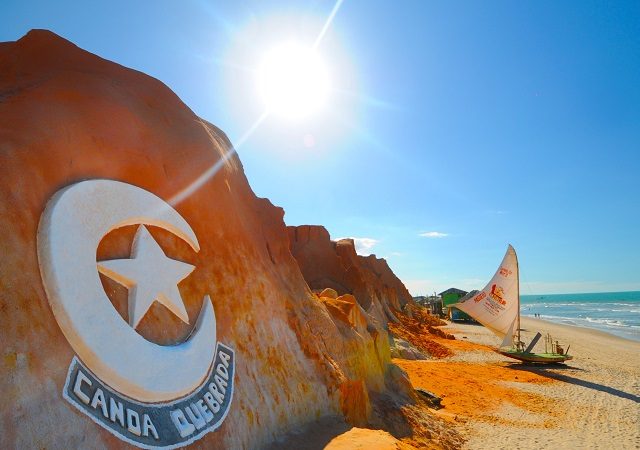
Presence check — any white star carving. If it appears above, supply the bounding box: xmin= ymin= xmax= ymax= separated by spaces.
xmin=98 ymin=225 xmax=195 ymax=329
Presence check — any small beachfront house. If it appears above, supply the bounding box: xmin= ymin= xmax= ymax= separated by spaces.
xmin=413 ymin=295 xmax=443 ymax=317
xmin=438 ymin=288 xmax=471 ymax=320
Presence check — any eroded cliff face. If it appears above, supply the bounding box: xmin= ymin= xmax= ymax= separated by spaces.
xmin=0 ymin=31 xmax=410 ymax=448
xmin=287 ymin=225 xmax=413 ymax=325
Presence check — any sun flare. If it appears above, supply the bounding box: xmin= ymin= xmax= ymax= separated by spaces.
xmin=258 ymin=43 xmax=329 ymax=119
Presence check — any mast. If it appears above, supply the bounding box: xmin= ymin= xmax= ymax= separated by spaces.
xmin=511 ymin=247 xmax=522 ymax=349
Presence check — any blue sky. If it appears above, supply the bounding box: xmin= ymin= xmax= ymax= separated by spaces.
xmin=0 ymin=0 xmax=640 ymax=294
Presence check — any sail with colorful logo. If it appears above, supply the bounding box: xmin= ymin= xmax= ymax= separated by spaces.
xmin=453 ymin=245 xmax=573 ymax=363
xmin=455 ymin=245 xmax=520 ymax=347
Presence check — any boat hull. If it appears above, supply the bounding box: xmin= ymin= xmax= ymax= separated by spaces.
xmin=496 ymin=350 xmax=573 ymax=364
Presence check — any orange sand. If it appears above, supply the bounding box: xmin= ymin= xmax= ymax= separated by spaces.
xmin=325 ymin=428 xmax=415 ymax=450
xmin=389 ymin=309 xmax=455 ymax=358
xmin=393 ymin=359 xmax=554 ymax=428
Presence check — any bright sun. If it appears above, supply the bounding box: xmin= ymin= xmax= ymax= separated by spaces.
xmin=258 ymin=43 xmax=329 ymax=119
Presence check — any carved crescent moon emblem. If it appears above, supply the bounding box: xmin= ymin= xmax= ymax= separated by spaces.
xmin=38 ymin=180 xmax=216 ymax=402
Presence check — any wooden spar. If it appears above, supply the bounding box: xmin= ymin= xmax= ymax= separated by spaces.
xmin=511 ymin=247 xmax=522 ymax=347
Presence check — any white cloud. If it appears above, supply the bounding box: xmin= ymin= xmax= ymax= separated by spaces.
xmin=418 ymin=231 xmax=449 ymax=238
xmin=336 ymin=237 xmax=380 ymax=256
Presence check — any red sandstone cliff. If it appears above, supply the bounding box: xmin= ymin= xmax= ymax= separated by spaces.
xmin=0 ymin=30 xmax=460 ymax=448
xmin=287 ymin=225 xmax=412 ymax=324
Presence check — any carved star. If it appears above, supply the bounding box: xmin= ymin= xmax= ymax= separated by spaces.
xmin=98 ymin=225 xmax=195 ymax=329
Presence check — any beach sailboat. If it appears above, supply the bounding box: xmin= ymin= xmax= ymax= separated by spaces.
xmin=452 ymin=245 xmax=573 ymax=363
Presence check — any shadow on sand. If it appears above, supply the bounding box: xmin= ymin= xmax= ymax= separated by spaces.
xmin=509 ymin=363 xmax=640 ymax=403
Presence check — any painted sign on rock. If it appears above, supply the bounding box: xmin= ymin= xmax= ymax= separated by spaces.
xmin=38 ymin=180 xmax=235 ymax=448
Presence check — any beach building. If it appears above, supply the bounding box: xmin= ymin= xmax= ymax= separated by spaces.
xmin=413 ymin=292 xmax=444 ymax=317
xmin=438 ymin=288 xmax=472 ymax=320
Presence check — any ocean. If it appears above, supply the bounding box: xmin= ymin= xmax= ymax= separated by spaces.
xmin=520 ymin=291 xmax=640 ymax=341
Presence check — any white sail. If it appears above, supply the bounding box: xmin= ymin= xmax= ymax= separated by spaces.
xmin=453 ymin=245 xmax=520 ymax=346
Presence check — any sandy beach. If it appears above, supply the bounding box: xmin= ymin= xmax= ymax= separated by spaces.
xmin=394 ymin=318 xmax=640 ymax=449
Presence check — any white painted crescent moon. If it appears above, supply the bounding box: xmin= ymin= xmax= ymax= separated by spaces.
xmin=38 ymin=180 xmax=216 ymax=402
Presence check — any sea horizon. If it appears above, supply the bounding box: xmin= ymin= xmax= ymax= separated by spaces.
xmin=520 ymin=291 xmax=640 ymax=341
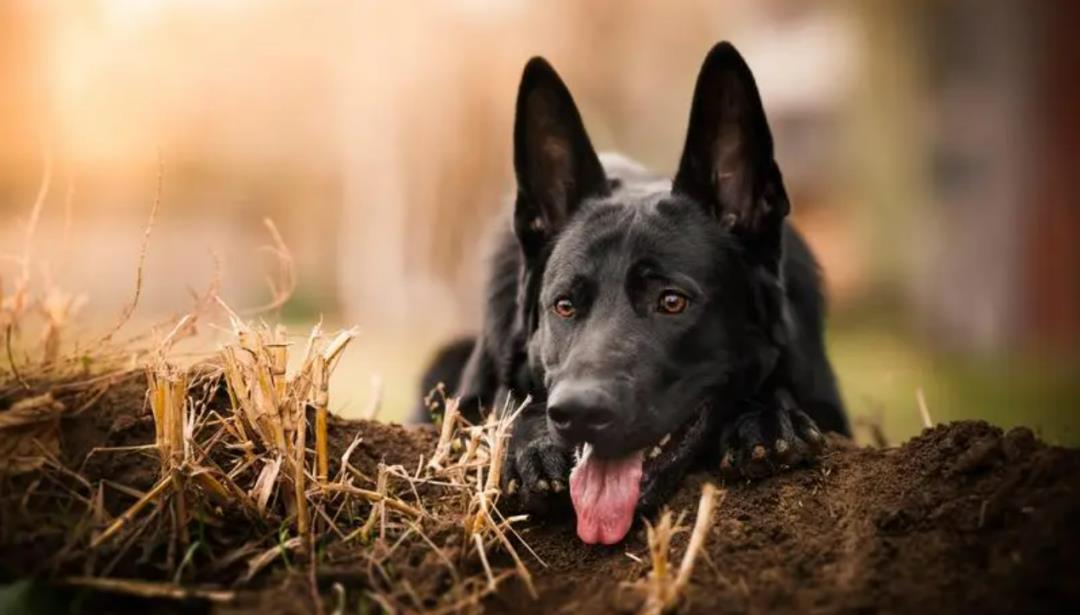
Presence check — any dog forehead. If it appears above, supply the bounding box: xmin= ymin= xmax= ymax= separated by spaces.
xmin=549 ymin=190 xmax=723 ymax=273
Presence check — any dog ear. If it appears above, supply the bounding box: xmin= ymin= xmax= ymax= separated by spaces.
xmin=673 ymin=42 xmax=791 ymax=265
xmin=514 ymin=57 xmax=608 ymax=256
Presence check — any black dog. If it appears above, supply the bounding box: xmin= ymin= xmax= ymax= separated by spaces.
xmin=416 ymin=43 xmax=848 ymax=544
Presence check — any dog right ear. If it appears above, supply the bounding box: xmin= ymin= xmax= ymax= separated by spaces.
xmin=514 ymin=57 xmax=608 ymax=257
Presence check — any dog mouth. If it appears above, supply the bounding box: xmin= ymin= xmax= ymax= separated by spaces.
xmin=570 ymin=403 xmax=707 ymax=545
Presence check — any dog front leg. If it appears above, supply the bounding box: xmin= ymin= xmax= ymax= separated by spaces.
xmin=720 ymin=388 xmax=825 ymax=479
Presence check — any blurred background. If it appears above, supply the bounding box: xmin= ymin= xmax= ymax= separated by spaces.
xmin=0 ymin=0 xmax=1080 ymax=443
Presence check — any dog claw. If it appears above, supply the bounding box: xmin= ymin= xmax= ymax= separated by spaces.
xmin=720 ymin=407 xmax=826 ymax=479
xmin=750 ymin=444 xmax=769 ymax=462
xmin=720 ymin=449 xmax=735 ymax=471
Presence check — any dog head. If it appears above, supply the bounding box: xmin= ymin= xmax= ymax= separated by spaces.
xmin=514 ymin=43 xmax=789 ymax=542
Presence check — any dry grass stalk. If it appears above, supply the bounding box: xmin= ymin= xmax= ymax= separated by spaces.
xmin=90 ymin=477 xmax=173 ymax=549
xmin=638 ymin=483 xmax=726 ymax=615
xmin=915 ymin=387 xmax=934 ymax=429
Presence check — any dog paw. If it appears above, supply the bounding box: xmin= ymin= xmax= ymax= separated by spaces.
xmin=502 ymin=436 xmax=571 ymax=511
xmin=720 ymin=402 xmax=825 ymax=479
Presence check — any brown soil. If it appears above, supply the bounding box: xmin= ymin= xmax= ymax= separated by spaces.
xmin=0 ymin=378 xmax=1080 ymax=613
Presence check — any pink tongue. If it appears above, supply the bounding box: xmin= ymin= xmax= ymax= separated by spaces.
xmin=570 ymin=451 xmax=642 ymax=545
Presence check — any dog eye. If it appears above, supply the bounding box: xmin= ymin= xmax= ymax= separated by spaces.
xmin=551 ymin=297 xmax=578 ymax=318
xmin=657 ymin=291 xmax=690 ymax=315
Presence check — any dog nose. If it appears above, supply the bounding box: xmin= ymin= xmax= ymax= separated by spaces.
xmin=548 ymin=382 xmax=617 ymax=444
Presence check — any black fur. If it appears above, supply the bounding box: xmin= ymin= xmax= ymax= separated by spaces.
xmin=416 ymin=43 xmax=848 ymax=510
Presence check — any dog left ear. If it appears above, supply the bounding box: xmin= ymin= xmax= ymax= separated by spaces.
xmin=514 ymin=57 xmax=608 ymax=257
xmin=673 ymin=42 xmax=791 ymax=270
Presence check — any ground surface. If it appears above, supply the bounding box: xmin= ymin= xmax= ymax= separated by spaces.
xmin=0 ymin=373 xmax=1080 ymax=613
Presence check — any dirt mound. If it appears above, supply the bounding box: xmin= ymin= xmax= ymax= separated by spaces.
xmin=501 ymin=423 xmax=1080 ymax=613
xmin=0 ymin=377 xmax=1080 ymax=613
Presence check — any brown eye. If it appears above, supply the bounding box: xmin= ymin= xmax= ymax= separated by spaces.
xmin=552 ymin=297 xmax=578 ymax=318
xmin=657 ymin=291 xmax=690 ymax=313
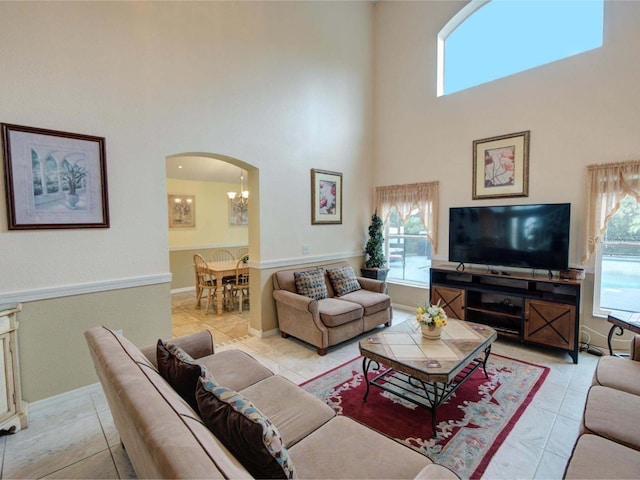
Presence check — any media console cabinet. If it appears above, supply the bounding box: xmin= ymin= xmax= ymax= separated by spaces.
xmin=431 ymin=266 xmax=582 ymax=363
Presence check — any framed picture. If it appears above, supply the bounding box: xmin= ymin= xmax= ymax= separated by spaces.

---+---

TASK DETAILS. Please write out the material word for word, from its beginning up to and including the line with "xmin=0 ymin=0 xmax=640 ymax=294", leaving the pictures out.

EXPECTED ANSWER.
Presence check — any white star carving. If it appears above, supply the bounding box: xmin= ymin= xmax= ymax= separated by spaces.
xmin=98 ymin=225 xmax=195 ymax=329
Presence check — any small beachfront house. If it appears above, supply the bounding box: xmin= ymin= xmax= ymax= separated by spaces.
xmin=413 ymin=295 xmax=443 ymax=317
xmin=438 ymin=288 xmax=471 ymax=320
Presence check — any eroded cliff face. If it appears above, supply the bounding box: xmin= ymin= xmax= ymax= separated by spaces.
xmin=0 ymin=31 xmax=410 ymax=448
xmin=287 ymin=225 xmax=413 ymax=325
Presence check — any sun flare. If it appears above, supply the bounding box: xmin= ymin= xmax= ymax= separated by spaces.
xmin=258 ymin=43 xmax=329 ymax=119
Presence check — any mast. If it appears above, supply the bounding box: xmin= ymin= xmax= ymax= separated by spaces.
xmin=511 ymin=247 xmax=522 ymax=349
Presence check — any blue sky. If it appears above, supply the bounding box: xmin= ymin= xmax= ymax= separated by spaces.
xmin=0 ymin=0 xmax=640 ymax=294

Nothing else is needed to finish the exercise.